** Opening Given text block **

Warhammer company Games Workshop says that it does not allow generative AI in its products, and although some of its senior managers have investigated the technology, “none are that excited about it yet.”
The comments came from Games Workshop CEO Kevin Rountree in the company’s half-yearly financial report for the back end of 2025, in which it declared revenue of £332.1m ($445.9m USD), up from £299.5m ($402.1m USD) in 2024.
Rountree goes on to explain GW’s “very cautious” internal policy on AI, which is that “we do not allow AI generated content or AI to be used in our design processes or its unauthorised use outside of GW including in any of our competitions.” Those’ll be the Golden Demon painting competitions, which banned AI in 2024 after one of the previous year’s winners was found to have used AI-generated art created by Midjourney in a printed backdrop behind the miniature.
While Rountree does say the company is “allowing those few senior managers to continue to be inquisitive about the technology”, this still comes off as an explicitly anti-AI stance. Rountree goes on to mention that GW spent the six months in question “hiring more creatives in multiple disciplines from concepting and art to writing and sculpting” rather than, say, laying them off and replacing them with chatbots that hallucinate.

** Closing Given text block **
** Opening Data listing block **

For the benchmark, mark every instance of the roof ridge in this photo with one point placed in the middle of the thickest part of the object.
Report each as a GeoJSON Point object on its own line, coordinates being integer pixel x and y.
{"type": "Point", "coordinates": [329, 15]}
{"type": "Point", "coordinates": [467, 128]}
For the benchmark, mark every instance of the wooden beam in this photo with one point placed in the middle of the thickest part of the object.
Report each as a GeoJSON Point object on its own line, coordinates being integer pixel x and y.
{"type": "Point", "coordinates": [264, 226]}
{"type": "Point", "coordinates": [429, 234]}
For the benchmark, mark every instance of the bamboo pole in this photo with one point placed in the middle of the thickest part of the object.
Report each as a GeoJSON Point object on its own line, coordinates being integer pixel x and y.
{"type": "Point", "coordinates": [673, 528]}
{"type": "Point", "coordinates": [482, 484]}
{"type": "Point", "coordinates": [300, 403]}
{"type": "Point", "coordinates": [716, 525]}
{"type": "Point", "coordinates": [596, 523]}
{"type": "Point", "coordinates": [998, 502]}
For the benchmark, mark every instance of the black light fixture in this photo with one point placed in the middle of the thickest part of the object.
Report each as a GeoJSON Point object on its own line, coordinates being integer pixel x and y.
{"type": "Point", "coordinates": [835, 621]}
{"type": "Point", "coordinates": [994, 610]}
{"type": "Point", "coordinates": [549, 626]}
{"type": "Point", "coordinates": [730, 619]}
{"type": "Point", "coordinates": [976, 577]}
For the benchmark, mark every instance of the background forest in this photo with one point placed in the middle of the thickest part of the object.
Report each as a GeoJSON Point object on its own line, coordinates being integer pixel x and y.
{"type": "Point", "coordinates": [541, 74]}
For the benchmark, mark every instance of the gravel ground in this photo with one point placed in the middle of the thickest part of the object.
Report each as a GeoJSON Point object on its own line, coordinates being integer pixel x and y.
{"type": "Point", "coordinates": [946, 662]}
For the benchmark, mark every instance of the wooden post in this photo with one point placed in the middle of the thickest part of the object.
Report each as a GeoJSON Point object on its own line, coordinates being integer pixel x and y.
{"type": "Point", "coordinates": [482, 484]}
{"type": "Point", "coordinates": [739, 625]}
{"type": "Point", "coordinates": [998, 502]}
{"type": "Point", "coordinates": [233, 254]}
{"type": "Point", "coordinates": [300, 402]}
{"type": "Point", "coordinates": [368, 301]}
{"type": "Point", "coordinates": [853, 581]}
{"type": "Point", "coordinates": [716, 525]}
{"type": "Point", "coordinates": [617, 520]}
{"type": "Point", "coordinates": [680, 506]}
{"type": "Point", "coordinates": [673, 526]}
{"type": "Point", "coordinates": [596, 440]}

** Closing Data listing block **

> **What to do**
[1] In the passage on Games Workshop's AI policy, which tool was used to create the AI-generated art in the previous Golden Demon winner's printed backdrop?
[2] Continue the passage on Games Workshop's AI policy from its final sentence.

> **Expected responses**
[1] Midjourney

[2]
There’s also an amusingly personal tone of grievance to the complaint that “AI or machine learning engines seem to be automatically included on our phones or laptops whether we like it or not.” It’s nice to know that even the CEO of a multimillion-dollar company is annoyed by the insertion of AI into every single app or service, whether it’s relevant or not.
In the Warhammer 40,000 setting AI is forbidden—it stands for “Abominable Intelligence” in the Imperium and is considered tech-heresy by the tech-priests of the Adeptus Mechanicus. It’s amusing to see the company behind Warhammer 40,000 take a similar stance, although presumably they don’t agree with tech-priests about the value of turning employee’s skulls into flying drones with cameras in them.